[Opening SOURCE RECORDS section]

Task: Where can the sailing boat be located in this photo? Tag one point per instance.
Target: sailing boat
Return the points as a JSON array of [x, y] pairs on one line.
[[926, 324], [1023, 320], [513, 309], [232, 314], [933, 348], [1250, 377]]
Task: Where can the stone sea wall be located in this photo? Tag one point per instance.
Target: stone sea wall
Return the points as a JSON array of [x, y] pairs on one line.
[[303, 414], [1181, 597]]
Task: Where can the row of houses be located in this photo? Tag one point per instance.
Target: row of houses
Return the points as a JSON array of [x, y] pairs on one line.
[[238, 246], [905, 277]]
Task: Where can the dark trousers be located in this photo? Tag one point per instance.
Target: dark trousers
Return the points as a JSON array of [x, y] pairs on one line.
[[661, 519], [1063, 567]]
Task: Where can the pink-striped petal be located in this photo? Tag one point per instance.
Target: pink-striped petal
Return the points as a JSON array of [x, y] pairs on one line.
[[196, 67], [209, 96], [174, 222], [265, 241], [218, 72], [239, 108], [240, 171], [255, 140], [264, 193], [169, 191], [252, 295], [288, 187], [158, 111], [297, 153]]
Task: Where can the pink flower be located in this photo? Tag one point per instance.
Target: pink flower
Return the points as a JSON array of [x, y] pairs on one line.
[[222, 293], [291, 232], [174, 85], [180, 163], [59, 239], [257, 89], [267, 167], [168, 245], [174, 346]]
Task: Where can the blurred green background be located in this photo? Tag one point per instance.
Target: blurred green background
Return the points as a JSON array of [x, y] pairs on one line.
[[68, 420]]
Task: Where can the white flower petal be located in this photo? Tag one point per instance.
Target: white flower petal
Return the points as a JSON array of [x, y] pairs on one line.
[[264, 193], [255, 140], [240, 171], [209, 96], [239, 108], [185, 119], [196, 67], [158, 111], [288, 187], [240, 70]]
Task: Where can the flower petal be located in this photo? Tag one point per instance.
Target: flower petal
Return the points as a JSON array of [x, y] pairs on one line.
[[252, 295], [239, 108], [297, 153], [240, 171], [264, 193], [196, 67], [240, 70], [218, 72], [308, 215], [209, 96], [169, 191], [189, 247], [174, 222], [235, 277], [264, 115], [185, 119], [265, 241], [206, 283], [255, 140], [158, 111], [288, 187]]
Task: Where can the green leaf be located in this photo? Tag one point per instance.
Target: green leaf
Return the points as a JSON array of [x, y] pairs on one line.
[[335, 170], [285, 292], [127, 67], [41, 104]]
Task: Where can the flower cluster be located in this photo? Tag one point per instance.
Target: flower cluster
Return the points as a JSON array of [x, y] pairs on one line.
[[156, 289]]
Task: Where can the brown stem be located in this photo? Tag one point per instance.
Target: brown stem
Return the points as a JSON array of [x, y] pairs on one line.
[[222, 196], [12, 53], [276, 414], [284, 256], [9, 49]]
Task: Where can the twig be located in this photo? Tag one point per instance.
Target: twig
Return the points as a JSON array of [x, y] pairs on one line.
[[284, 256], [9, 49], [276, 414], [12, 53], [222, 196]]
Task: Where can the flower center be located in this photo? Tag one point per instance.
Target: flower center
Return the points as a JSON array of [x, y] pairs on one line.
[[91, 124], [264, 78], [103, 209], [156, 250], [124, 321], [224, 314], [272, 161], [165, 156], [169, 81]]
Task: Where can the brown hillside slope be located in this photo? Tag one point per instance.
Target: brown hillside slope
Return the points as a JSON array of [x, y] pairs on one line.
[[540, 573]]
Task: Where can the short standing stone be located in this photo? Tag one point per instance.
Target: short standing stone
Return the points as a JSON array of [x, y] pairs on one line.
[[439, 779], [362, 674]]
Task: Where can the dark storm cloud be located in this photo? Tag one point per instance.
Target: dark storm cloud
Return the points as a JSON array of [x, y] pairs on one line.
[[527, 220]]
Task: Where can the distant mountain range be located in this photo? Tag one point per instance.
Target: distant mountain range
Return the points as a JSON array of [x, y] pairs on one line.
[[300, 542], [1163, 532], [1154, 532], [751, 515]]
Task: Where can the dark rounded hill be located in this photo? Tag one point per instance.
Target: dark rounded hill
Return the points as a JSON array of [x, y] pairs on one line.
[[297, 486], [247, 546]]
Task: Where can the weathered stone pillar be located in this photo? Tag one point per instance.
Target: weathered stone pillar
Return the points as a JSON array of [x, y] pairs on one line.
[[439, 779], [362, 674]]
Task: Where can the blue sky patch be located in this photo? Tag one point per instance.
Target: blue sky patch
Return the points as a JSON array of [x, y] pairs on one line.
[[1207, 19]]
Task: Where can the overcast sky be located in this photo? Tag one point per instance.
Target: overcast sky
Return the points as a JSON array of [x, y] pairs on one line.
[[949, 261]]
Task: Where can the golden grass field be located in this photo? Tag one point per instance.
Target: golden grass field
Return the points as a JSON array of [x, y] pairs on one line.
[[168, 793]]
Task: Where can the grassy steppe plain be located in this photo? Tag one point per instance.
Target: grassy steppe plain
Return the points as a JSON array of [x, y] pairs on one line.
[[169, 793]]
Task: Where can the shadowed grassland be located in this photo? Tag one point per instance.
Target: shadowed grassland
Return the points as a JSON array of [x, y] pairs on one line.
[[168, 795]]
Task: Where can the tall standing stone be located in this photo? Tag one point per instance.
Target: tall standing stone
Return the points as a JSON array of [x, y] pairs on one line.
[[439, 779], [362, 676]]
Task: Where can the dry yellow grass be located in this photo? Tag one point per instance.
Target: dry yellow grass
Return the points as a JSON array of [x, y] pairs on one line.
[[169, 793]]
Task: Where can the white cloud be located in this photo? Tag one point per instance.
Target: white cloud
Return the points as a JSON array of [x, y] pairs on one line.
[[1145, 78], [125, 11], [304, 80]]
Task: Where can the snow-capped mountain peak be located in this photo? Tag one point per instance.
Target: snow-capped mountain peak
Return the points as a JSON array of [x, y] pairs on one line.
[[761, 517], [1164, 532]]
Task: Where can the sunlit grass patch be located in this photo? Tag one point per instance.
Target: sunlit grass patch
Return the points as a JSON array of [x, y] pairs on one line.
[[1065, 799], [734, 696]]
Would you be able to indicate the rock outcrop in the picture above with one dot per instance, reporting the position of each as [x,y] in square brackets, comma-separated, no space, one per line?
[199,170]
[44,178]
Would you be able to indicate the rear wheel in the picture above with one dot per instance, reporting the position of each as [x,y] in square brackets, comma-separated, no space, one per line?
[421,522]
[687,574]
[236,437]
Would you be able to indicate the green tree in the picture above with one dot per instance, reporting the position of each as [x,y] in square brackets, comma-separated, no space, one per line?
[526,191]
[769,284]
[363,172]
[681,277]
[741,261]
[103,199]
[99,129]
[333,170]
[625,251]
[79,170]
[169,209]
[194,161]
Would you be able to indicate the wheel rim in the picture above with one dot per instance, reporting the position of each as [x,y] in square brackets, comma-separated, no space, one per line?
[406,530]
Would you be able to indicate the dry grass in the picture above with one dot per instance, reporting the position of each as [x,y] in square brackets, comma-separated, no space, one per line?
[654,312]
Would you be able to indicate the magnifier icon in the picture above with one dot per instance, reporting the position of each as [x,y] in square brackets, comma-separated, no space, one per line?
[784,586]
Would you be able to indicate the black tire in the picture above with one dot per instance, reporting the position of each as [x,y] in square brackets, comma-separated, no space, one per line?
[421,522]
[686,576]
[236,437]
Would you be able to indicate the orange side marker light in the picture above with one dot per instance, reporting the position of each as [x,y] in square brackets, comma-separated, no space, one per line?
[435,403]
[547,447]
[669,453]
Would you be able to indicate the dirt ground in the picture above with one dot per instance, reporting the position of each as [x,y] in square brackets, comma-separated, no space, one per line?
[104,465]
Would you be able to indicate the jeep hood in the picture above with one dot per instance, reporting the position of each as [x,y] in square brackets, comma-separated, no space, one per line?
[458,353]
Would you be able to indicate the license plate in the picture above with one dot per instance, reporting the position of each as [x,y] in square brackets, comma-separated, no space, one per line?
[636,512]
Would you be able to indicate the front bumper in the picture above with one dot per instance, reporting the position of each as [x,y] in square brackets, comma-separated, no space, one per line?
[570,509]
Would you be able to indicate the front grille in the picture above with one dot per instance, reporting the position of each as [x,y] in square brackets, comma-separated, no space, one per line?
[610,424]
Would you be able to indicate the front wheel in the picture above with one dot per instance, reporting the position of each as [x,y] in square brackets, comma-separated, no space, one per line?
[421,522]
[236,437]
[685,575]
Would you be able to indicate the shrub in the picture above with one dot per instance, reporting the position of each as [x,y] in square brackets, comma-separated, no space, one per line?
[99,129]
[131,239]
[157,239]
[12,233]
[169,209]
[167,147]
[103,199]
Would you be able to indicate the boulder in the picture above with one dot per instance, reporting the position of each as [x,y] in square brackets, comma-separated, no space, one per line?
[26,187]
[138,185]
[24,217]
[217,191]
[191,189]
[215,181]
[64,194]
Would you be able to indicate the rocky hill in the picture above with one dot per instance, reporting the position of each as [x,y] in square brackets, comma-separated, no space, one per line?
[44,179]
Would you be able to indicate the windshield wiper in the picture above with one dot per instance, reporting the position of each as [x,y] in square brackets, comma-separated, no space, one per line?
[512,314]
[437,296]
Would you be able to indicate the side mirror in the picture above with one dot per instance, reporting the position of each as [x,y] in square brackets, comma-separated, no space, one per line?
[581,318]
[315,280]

[Closing SOURCE RECORDS section]

### WORK INSTRUCTION:
Would you please repeat exactly the lines above, starting at the line with "Task: Where can the brown hillside" and stopping at the line with "Task: Where can the weathered", both included?

### WRITTEN ANSWER:
Task: Where can the brown hillside slope be located in this photo? Tag one point per instance.
Target: brown hillside slope
Return the points as a JSON array of [x, y] pairs on one line.
[[540, 573]]
Task: Where can the short standing stone be located in this photo? Tag one point per instance.
Target: short standing stone
Return the points as a JSON array of [x, y] pairs on one line.
[[439, 779], [362, 674]]
Task: Where can the dark storm cloud be located in this photo? Tag one point per instance.
Target: dark storm cloud
Return the points as a JSON array of [x, y] pairs on one line.
[[527, 220]]
Task: Where can the distant mountain range be located in this photo? Tag one point per instance.
Target: distant mountain range
Return the points as a JSON array of [x, y] pairs on one line.
[[300, 542], [1163, 532], [1154, 532], [751, 515]]
Task: Where can the dark rounded hill be located in this photo? Tag one point per instance.
Target: dark rounded hill
Return the points as a JSON array of [x, y] pairs on one line.
[[297, 486], [247, 546]]
Task: Where can the weathered stone pillar be located in this photo? Tag one point per instance.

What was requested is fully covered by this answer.